- [TASK TO CARRY OUT]:
Among the lines below, return each one that contains the word "twig".

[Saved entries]

------

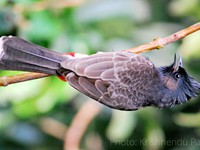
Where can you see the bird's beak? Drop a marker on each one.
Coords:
(178, 64)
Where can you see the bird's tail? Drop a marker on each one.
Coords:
(18, 54)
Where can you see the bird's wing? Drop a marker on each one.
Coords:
(110, 78)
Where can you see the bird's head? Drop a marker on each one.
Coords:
(181, 86)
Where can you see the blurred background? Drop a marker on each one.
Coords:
(48, 114)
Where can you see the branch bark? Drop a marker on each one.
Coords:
(156, 44)
(161, 42)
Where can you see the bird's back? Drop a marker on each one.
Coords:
(120, 80)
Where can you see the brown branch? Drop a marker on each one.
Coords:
(80, 123)
(156, 44)
(161, 42)
(6, 80)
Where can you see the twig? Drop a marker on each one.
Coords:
(80, 123)
(6, 80)
(156, 44)
(161, 42)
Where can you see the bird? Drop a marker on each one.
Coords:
(120, 80)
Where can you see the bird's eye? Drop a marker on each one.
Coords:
(177, 75)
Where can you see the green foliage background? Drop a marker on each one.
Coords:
(89, 27)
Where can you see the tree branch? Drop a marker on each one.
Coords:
(161, 42)
(156, 44)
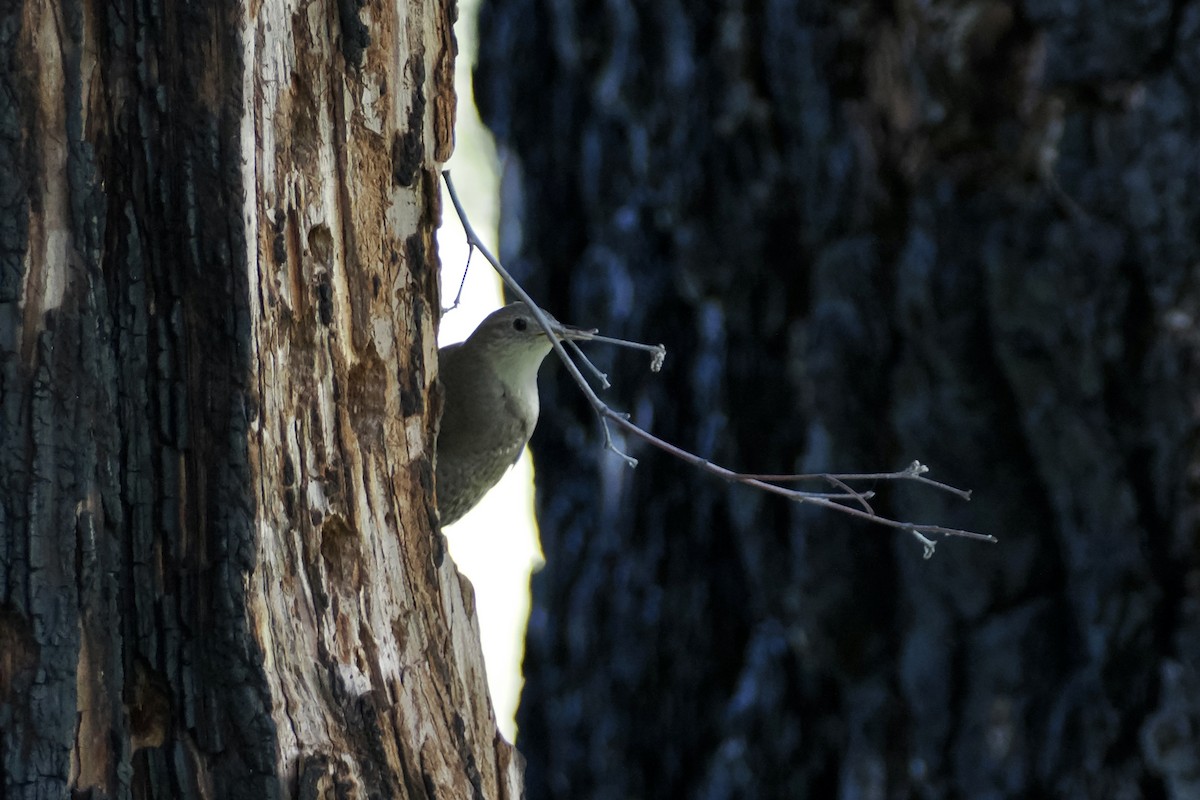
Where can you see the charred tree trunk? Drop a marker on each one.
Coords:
(959, 232)
(217, 299)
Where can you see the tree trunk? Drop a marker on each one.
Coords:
(217, 300)
(960, 233)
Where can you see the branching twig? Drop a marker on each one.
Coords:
(849, 500)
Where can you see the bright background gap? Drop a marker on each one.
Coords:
(496, 545)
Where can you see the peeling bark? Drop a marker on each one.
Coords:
(220, 575)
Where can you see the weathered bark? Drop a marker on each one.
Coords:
(959, 232)
(219, 575)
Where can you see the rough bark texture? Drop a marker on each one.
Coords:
(959, 232)
(217, 298)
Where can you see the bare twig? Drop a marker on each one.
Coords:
(849, 500)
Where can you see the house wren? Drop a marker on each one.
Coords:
(490, 384)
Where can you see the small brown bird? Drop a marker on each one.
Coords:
(490, 384)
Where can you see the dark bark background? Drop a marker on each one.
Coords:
(966, 233)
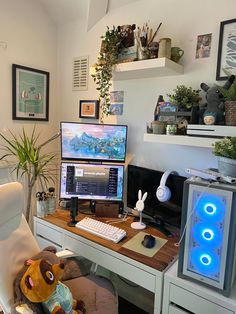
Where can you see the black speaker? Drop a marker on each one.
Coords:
(208, 225)
(73, 211)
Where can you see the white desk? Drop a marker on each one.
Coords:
(53, 230)
(185, 296)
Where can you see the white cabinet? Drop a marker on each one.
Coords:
(147, 68)
(184, 296)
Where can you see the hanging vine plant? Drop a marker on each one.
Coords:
(110, 48)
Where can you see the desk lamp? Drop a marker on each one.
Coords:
(140, 206)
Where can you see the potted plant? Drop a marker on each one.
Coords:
(110, 48)
(225, 150)
(29, 159)
(184, 97)
(230, 103)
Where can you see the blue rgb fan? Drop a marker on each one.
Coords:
(206, 235)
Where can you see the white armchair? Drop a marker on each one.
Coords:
(17, 244)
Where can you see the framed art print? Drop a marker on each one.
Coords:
(89, 109)
(226, 62)
(30, 93)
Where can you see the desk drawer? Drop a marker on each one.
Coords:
(173, 309)
(114, 264)
(48, 233)
(44, 243)
(194, 303)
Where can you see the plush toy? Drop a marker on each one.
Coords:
(213, 113)
(38, 287)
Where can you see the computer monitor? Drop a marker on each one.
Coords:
(93, 142)
(91, 181)
(148, 180)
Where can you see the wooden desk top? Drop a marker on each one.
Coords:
(160, 261)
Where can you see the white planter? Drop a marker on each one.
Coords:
(227, 166)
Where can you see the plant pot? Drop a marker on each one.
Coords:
(227, 166)
(230, 113)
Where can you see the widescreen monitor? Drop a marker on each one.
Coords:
(91, 181)
(93, 142)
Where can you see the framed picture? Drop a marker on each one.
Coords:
(226, 61)
(30, 93)
(89, 109)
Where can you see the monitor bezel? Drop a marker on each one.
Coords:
(95, 164)
(102, 160)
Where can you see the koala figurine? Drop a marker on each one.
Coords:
(214, 108)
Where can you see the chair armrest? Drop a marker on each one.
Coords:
(66, 254)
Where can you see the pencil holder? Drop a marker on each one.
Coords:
(51, 205)
(41, 208)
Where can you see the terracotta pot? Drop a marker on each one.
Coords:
(227, 166)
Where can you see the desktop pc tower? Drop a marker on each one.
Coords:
(208, 228)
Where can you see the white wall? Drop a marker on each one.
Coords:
(31, 40)
(182, 21)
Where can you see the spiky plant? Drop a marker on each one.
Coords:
(31, 162)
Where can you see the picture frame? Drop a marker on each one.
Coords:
(89, 109)
(30, 93)
(226, 60)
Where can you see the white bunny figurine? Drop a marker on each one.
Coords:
(140, 206)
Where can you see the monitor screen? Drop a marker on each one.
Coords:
(148, 181)
(89, 141)
(91, 181)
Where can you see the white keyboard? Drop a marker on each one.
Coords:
(101, 229)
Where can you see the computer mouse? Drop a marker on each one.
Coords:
(148, 241)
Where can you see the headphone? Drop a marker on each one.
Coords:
(163, 193)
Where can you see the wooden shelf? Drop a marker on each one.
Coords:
(147, 68)
(180, 140)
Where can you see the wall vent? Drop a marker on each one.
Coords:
(80, 73)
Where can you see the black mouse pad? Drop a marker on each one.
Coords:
(135, 244)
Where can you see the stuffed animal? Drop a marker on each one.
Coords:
(40, 284)
(38, 287)
(214, 109)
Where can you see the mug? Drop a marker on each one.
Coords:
(176, 53)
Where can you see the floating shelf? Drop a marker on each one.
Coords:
(180, 140)
(147, 68)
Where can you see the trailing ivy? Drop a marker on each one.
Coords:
(110, 48)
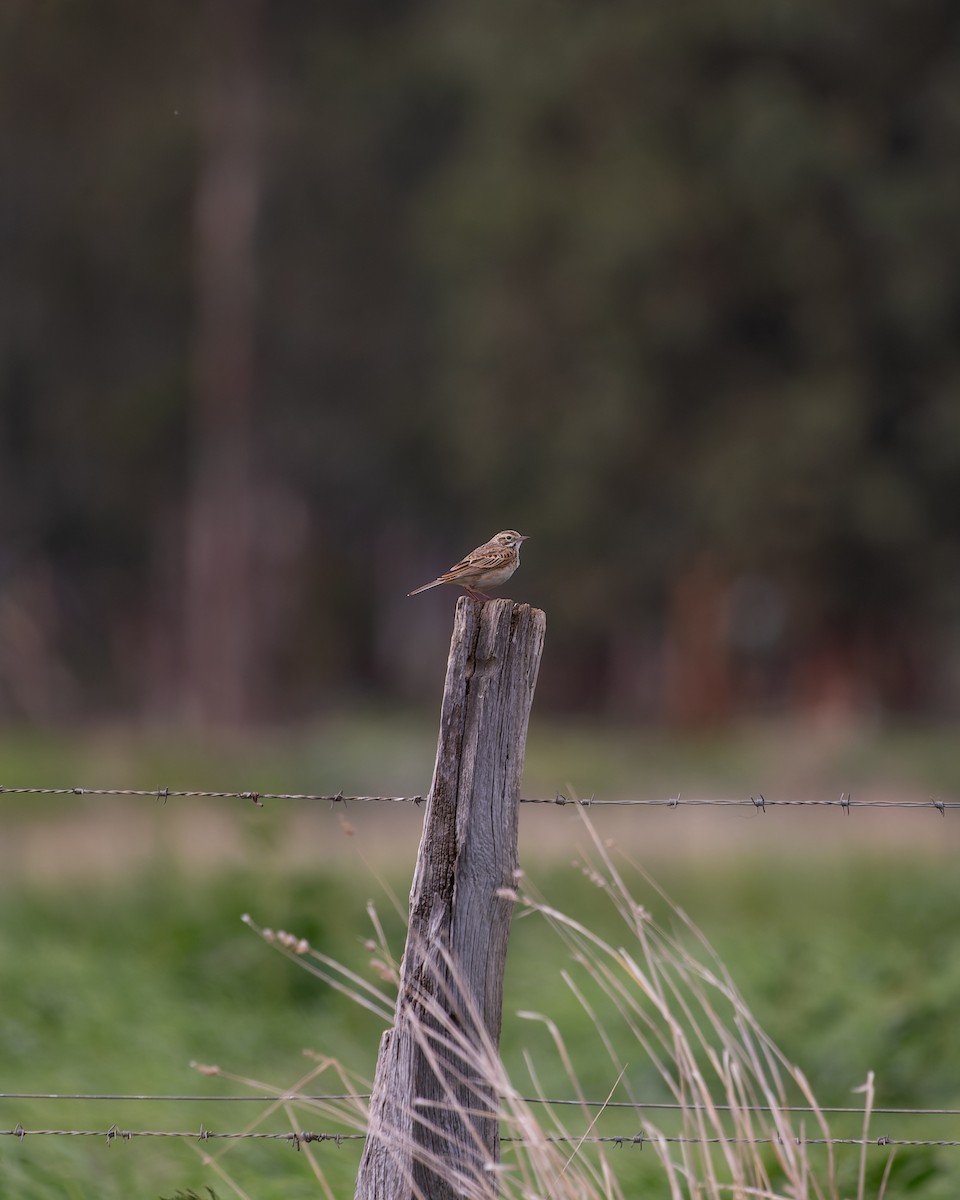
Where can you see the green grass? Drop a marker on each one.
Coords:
(113, 979)
(118, 988)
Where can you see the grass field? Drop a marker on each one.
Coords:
(124, 957)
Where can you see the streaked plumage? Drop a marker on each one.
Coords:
(487, 567)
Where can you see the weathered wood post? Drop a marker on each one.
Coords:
(424, 1110)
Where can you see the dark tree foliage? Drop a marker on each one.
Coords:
(673, 288)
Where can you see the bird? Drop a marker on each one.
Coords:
(487, 567)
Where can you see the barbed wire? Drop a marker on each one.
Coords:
(757, 803)
(298, 1138)
(634, 1105)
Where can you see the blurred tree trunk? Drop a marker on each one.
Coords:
(697, 684)
(221, 647)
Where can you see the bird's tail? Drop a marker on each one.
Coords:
(426, 587)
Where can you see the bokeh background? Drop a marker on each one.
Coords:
(298, 304)
(301, 303)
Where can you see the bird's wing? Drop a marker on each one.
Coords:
(484, 558)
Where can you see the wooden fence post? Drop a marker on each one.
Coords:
(423, 1110)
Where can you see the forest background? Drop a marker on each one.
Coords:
(300, 303)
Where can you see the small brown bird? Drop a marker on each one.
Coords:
(487, 567)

------

- [SOLUTION]:
Where can you see the twig? Drop a marker on each one.
Where can you see the branching twig? Drop a marker on each one.
Where can you see the bare twig? Drop a marker on each one.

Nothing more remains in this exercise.